Stored data:
'''

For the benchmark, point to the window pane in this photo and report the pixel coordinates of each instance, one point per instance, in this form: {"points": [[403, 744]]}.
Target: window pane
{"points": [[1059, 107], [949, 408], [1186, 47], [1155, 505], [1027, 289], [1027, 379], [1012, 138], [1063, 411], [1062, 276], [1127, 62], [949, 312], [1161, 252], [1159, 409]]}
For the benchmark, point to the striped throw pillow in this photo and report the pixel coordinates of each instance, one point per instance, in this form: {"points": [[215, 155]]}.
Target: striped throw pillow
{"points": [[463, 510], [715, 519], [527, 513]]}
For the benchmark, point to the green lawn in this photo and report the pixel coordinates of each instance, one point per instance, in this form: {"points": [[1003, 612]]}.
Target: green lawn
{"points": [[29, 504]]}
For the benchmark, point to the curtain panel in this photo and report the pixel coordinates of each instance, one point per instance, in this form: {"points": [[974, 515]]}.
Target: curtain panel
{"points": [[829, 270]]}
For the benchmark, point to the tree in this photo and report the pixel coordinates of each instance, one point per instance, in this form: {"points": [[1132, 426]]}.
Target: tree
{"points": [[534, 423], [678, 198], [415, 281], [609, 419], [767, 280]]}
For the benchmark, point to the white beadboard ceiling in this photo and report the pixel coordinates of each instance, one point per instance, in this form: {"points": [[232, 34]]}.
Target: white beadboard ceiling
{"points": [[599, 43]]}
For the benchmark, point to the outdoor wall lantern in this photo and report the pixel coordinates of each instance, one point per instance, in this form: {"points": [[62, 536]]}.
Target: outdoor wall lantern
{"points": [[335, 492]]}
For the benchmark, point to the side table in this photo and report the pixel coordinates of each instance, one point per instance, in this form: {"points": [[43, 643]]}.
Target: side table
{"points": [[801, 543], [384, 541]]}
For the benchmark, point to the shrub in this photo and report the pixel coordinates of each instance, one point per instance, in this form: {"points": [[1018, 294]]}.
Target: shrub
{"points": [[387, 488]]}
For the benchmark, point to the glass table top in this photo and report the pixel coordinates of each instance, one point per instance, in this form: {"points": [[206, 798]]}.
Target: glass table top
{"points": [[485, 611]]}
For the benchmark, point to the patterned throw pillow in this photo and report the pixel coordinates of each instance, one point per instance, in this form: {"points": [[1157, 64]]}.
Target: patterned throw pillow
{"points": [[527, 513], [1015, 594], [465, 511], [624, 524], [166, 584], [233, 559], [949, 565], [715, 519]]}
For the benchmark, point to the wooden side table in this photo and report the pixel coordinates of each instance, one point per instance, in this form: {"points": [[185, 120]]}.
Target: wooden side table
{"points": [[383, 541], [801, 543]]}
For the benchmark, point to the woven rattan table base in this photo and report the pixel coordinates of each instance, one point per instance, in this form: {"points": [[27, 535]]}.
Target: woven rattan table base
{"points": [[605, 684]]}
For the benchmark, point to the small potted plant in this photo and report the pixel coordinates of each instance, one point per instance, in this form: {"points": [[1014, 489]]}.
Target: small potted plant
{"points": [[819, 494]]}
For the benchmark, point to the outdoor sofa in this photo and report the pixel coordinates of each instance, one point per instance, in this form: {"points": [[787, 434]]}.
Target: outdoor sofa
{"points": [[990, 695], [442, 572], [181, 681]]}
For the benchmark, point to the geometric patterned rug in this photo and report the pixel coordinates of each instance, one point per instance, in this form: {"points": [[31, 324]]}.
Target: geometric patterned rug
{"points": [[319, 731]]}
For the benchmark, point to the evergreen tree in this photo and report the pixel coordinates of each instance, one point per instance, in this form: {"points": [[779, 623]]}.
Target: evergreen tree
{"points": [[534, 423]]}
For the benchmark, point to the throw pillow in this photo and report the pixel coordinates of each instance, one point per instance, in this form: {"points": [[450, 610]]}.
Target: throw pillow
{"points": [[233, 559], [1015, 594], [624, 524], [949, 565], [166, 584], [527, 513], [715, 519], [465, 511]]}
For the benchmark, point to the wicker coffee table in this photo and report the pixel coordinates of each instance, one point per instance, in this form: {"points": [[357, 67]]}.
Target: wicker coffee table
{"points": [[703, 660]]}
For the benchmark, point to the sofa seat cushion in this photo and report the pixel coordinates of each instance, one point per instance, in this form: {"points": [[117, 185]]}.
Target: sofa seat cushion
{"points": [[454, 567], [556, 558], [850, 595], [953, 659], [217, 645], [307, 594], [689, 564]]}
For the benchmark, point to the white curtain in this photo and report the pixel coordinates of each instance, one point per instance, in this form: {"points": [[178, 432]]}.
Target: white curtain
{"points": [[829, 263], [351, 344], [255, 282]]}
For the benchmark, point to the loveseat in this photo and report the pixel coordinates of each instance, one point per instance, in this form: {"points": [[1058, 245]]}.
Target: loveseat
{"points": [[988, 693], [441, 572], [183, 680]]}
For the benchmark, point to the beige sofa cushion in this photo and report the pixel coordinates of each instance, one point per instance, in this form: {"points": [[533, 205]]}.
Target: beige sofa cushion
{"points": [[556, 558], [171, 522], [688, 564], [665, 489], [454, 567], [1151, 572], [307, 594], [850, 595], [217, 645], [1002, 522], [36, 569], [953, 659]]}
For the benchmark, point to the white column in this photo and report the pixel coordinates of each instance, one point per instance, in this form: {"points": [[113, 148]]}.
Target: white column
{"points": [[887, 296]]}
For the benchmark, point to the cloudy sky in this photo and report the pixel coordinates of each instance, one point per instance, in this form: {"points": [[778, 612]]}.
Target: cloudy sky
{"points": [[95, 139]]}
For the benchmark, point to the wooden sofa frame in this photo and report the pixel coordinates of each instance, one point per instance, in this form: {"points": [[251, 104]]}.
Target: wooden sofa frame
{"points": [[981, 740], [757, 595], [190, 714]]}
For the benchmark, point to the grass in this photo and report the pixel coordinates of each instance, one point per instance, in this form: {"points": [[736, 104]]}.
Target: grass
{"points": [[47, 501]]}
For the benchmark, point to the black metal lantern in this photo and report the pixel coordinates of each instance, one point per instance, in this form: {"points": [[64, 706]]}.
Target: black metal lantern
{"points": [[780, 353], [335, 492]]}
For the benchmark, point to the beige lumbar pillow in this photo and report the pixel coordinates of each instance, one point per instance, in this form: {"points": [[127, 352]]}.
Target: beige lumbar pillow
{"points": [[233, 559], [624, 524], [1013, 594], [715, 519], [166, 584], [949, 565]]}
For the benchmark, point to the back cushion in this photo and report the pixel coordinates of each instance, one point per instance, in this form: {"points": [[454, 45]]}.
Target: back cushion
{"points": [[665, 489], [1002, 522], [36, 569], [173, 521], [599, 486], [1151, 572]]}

'''

The records above are to be copied in full, exactly as written.

The completed task:
For the benchmark, point to the window pane in this photo and report the pixel coordinates of each instance, one point per instance, in this form: {"points": [[403, 744]]}.
Target: window pane
{"points": [[1059, 107], [949, 408], [1186, 47], [1155, 505], [1027, 289], [1027, 379], [1012, 138], [1063, 411], [1062, 276], [1127, 62], [949, 312], [1161, 252], [1159, 409]]}
For the benchmark, point to the striped throw pillow in this photo and report the pixel coordinates of each instance, one point per instance, in this form: {"points": [[215, 155]]}.
Target: striped throw pillow
{"points": [[463, 510], [715, 519], [527, 513]]}
For the benchmark, point to the green lawn in this photo and report the pixel coordinates of each instance, one point per instance, in this form: {"points": [[1003, 612]]}.
Target: green lawn
{"points": [[29, 504]]}
For the benchmark, point to the curtain panel in this photo and report the pixel coordinates of each instance, one point per instance, in this form: {"points": [[974, 515]]}.
Target: curtain panel
{"points": [[829, 270]]}
For the benchmark, point to the tree in this photo and report the pixel coordinates of each instance, one point per instance, in this form: {"points": [[1132, 426]]}.
Target: tree
{"points": [[534, 423], [678, 198], [415, 281], [609, 419], [767, 280]]}
For the benchmark, point to the white beadboard ceiling in this photo and report the pixel coordinates of each instance, one point per instance, in this form: {"points": [[232, 34]]}.
Target: white beadboard ceiling
{"points": [[599, 43]]}
For the benchmark, point to the outdoor wall lantern in this photo and report the pixel coordinates of each instance, one point per instance, in this form: {"points": [[62, 536]]}.
Target: outdoor wall lantern
{"points": [[335, 492]]}
For the benchmark, point to the side table in this photo and report the pixel coordinates of each instance, one point per instance, in this form: {"points": [[43, 643]]}.
Target: side table
{"points": [[801, 543], [384, 541]]}
For the benchmark, point to the shrub in this photo and report the pixel coordinates of each instance, one point per instance, in this form: {"points": [[1018, 294]]}.
Target: shrub
{"points": [[387, 488]]}
For the benchmark, point to the glass table top in this photo and report the pixel coordinates of each instance, one point per instance, in this form: {"points": [[206, 798]]}.
Target: glass table top
{"points": [[485, 611]]}
For the benchmark, point to the patterned throw pillow in this photo and report the pixel coordinates of each instance, one point per instance, in this form: {"points": [[1157, 64]]}.
Target: patterned throw pillow
{"points": [[527, 513], [1015, 594], [465, 511], [624, 524], [166, 584], [233, 559], [949, 565], [715, 519]]}
For the benchmark, point to the wooden side table in this photo and report the pixel coordinates of each instance, one point per instance, in this form: {"points": [[185, 120]]}.
Target: wooden side table
{"points": [[383, 541], [801, 543]]}
For the benchmark, point to the woven rattan table base in this photo and report the pixel coordinates of each instance, one point per instance, in this form: {"points": [[27, 535]]}.
Target: woven rattan table base
{"points": [[605, 684]]}
For the benchmark, point to the small potted plant in this photo and report the pixel coordinates of each instance, one point per instance, in this form: {"points": [[1014, 489]]}.
Target: small potted plant
{"points": [[819, 494]]}
For the benchmark, point to the outdoor sofa in this photo and report the pixel coordinates of each instance, one point per instance, in this form: {"points": [[787, 434]]}.
Target: outdoor sofa
{"points": [[990, 695], [442, 572], [181, 681]]}
For the benchmark, point to the geometric patterned rug in this photo and report the pixel coordinates of each instance, one point per instance, in this form: {"points": [[31, 324]]}.
Target: geometric patterned rug
{"points": [[319, 731]]}
For the benchmark, point to the evergreen tree in this photo and report the pixel coordinates of each instance, one point per instance, in this form: {"points": [[779, 623]]}.
Target: evergreen tree
{"points": [[534, 423]]}
For the benchmark, point to the throw pillow in this photo and report the pixel coordinates of each instance, one point per instance, in this form: {"points": [[450, 610]]}.
Target: throw pillow
{"points": [[233, 559], [1015, 594], [624, 524], [949, 565], [166, 584], [527, 513], [715, 519], [465, 511]]}
For the benchmark, point to the wicker coffee table in this photo and report the pixel coordinates of each instance, one point per instance, in this form: {"points": [[357, 67]]}.
Target: wicker coffee table
{"points": [[703, 660]]}
For the benchmark, point to the sofa seat cushion in this photo and report the pixel coordinates of each instance, one point per instance, in this form: {"points": [[117, 185]]}.
Target: sofa seat cushion
{"points": [[454, 567], [556, 558], [850, 595], [953, 659], [217, 645], [307, 594], [689, 564]]}
For the benchmark, point to the white curtain in this photo and report the pixel coordinates of each instance, one point per instance, in this form: {"points": [[178, 432]]}.
Target: white curtain
{"points": [[829, 263], [351, 344], [255, 282]]}
For the benchmark, point to the loveseat in this photo and report the pixel coordinates of each instance, one point per instance, in this form: {"points": [[1058, 245]]}.
Target: loveseat
{"points": [[988, 693], [441, 572], [183, 680]]}
For the benchmark, point to the beige sofa cushion in this photo and report the pixel coordinates of each instance, one point per instance, in this form: {"points": [[533, 205]]}.
Target: beige sofa cushion
{"points": [[556, 558], [171, 522], [688, 564], [665, 489], [454, 567], [1151, 572], [307, 594], [850, 595], [217, 645], [1002, 522], [36, 569], [953, 659]]}
For the benchmark, point to the white column in this photo and report the pixel coordinates of each instance, one point per instance, in this form: {"points": [[113, 148]]}.
Target: white column
{"points": [[887, 296]]}
For the benchmark, point to the cloudy sky in this photo and report the pixel coordinates of each instance, one point per instance, in this form: {"points": [[778, 612]]}.
Target: cloudy sky
{"points": [[95, 139]]}
For the benchmark, point to the wooden sofa frame in this photo and report the pixel coordinates of each instance, one point per instance, in this form: {"points": [[251, 104]]}.
Target: wooden sofa frame
{"points": [[981, 740], [757, 595], [190, 714]]}
For the benchmark, point to the grass in this photo and report the pixel coordinates of each instance, one point per instance, in this form: {"points": [[736, 104]]}.
Target: grass
{"points": [[47, 501]]}
For the benchmark, point to the black metal lantern in this photo and report the pixel coordinates of each instance, one point per instance, in this form: {"points": [[64, 706]]}.
Target: black metal lantern
{"points": [[780, 353], [335, 492]]}
For the benchmark, point to the beige lumbar pillow in this photo and report the pixel coordinates of each instance, one point per instance, in this form: {"points": [[127, 352]]}.
Target: beige lumbar pillow
{"points": [[233, 559], [624, 524], [1013, 594], [715, 519], [166, 584], [949, 565]]}
For the benchmark, point to the back cushion in this photo and report the pixel coordinates of each instance, one point per instance, in this form: {"points": [[454, 45]]}.
Target: back cushion
{"points": [[665, 489], [1002, 522], [36, 569], [173, 521], [599, 486], [1151, 572]]}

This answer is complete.